##### Study text

Our suffering happens when we try to freeze things and force things to stay as they are. Our core values stay the same but we express the differently.

We often think “ they are perfect the way they are right now” and then over time you realise how imperfect they are ( and how imperfect you are) or how they change over time. Yet we expect people to stay as the image we give them initially. it takes some effort to pay attention to the changes as they happen over time.

A lot of our values and beliefs come from our families, which were meant to be a source of safety and refuge. But is often people don’t feel that way they feel they are “ toxic” or “negative”. The first step is to reflect on the positives and what you can preserve. Sometimes you need to walk away from your family. But first see what can you invest in, what can be appreciated if it is there. As family often cares about you the most. A lot of the difficulties come when they don’t allow you to grow or change over time. If we don’t go down the abuse or severe dysfunctional path of course.

As part of the reflection towards happiness:

  • What are the 2-3 values you couldn’t live your life without?

    • Then write down how you demonstrate this in your weekly life

  • Who are you close to and would like to be close to or mend your relationships with?

  • What are some of the biggest challenges/transitions you had to make so far in your life and what strengths did you bring to manage those transitions ?

  • And what do you see coming ahead for you in life and how can you use those strength you already have?

“A sad soul can kill you far quicker than a germ “

Being in a chronically stressful relationship can cause breakdowns physically in the body. So how do we discern when to step away and when it can be worked on? There are conflicts in any relationships with any depth and many can be worked out. And working them out can be a source of growth and can often strength the relationship so it’s important to try and work them out where you can. But it takes discernment to determine when it can’t be worked out and you need to leave.

We are often raised to avoid difficult conversations. It’s important to ask yourself is this my idea or someone else’s? Before starting an argument or difficult conversation. To pause and take a long view what do I want with this person in the long term? Do I care if they are around in 6mth, 3years? As you will adjust your response depending on what you want out of that relationship depending on its duration. To try and have no loser and no winner- as that causes disconnection. You won the argument so what? The other person will feel shitty and you still have caused disconnection with them. If you suppress the problem and don’t talk about it you become resentful. Which is not a great alternative either. You want both of you to win in the conversation to preserve the relationship. Take the time to pause before reacting or responding and think what is the most skilful way I can deal with this? Sleep on it and talk when the iron is cool not hot. What feels right right now might not feel right then.

##########
##### Listed entries

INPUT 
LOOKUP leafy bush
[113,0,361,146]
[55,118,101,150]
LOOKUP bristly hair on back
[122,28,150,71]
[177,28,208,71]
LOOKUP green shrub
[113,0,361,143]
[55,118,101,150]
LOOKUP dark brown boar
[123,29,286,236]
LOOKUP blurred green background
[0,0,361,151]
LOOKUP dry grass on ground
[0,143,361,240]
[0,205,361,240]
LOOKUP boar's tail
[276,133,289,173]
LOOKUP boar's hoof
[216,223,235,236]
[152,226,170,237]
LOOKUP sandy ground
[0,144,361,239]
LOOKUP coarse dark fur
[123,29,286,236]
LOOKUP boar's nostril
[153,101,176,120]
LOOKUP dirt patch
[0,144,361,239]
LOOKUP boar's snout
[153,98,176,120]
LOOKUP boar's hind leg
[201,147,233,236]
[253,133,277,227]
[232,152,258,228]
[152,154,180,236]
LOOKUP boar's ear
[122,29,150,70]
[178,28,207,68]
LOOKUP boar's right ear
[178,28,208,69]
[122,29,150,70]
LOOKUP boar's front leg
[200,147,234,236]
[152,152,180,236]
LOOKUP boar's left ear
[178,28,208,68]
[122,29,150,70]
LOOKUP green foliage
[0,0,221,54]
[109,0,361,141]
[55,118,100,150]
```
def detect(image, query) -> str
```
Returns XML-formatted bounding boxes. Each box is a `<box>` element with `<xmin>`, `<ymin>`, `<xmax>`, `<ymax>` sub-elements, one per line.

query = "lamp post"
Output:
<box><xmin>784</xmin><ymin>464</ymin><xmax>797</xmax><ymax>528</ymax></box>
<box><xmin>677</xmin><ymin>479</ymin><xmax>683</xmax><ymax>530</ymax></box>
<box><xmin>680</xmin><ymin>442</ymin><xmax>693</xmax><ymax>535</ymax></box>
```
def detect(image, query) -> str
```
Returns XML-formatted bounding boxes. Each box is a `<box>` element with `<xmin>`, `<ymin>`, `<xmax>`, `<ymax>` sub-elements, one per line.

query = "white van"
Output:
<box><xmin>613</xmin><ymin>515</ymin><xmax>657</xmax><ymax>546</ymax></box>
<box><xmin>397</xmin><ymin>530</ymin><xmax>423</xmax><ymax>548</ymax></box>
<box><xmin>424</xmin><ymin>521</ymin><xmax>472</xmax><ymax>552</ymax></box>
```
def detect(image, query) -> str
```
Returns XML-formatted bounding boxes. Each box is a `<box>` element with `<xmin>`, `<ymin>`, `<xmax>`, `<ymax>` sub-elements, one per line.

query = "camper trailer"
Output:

##########

Work task A →
According to the text on relationships and values, what can being in a chronically stressful relationship cause?
Work task B →
Carry on the text on relationships and values, starting after its final sentence.

Result A →
It can cause physical breakdowns in the body.

Result B →
Feedback should be given in 3 key areas to help each other grow:

  • Make someone aware of your standards ie I want a relationship where we are both happy and grow - do we both want this together?

  • Reminding the person you trust and believe they can rise to that standard ie. I know we can do this together.

  • What are we both willing to do to get there ie. Putting things in place to meet the standard and agree.

Social fitness and keeping our relationships in shape?

  • Many people felt in the study they weren’t spending enough time with those that meant something to them ie. actively keep in touch

  • We all need to feel we have some sort of social safety net.

  • Everyone needs to feel securely attached to other humans even if it’s just one person.

So if you haven’t already it might be time to reflect on the relationships in your life and how you can foster the ones you want and need. And remember no-one on the planet is happy all the time, life is filled with joys and sorrows, ups and down. You are not having a bad life if there is a mixture of boring days and extraordinary ones. Become the surfer and ride the waves knowing it will come up again rather than trying to fight it putting yourself in a position where you are drowning.